Retype the material below without changing a character, and leave the pictures out.
◇ ◇ ◇ ◇ ◇ ◇ ◇
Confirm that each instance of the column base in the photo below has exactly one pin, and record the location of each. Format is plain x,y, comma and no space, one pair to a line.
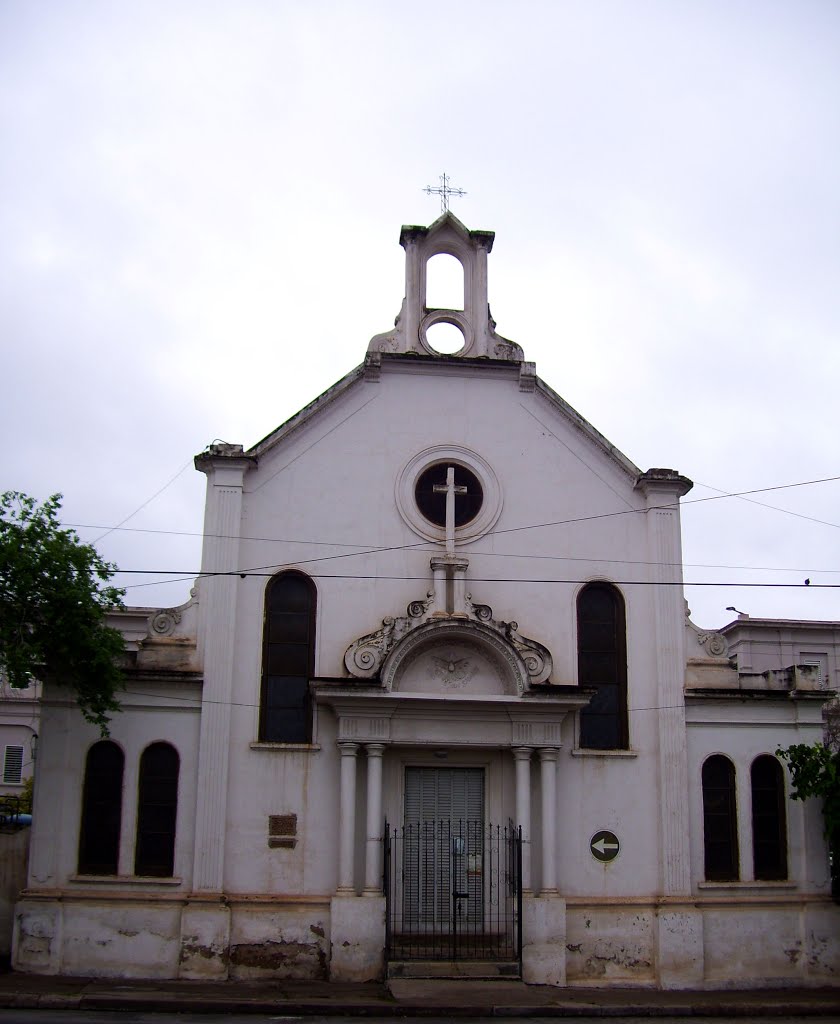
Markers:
205,941
543,940
357,938
679,948
37,937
◇ ◇ ◇ ◇ ◇ ◇ ◇
Output of the task:
Confirm that each instance of the column base in the photo below has exactly one pin, and record the location of each. Format is plain x,y, comma and no space, one pair to a line.
Markers:
205,941
543,940
357,938
679,948
37,937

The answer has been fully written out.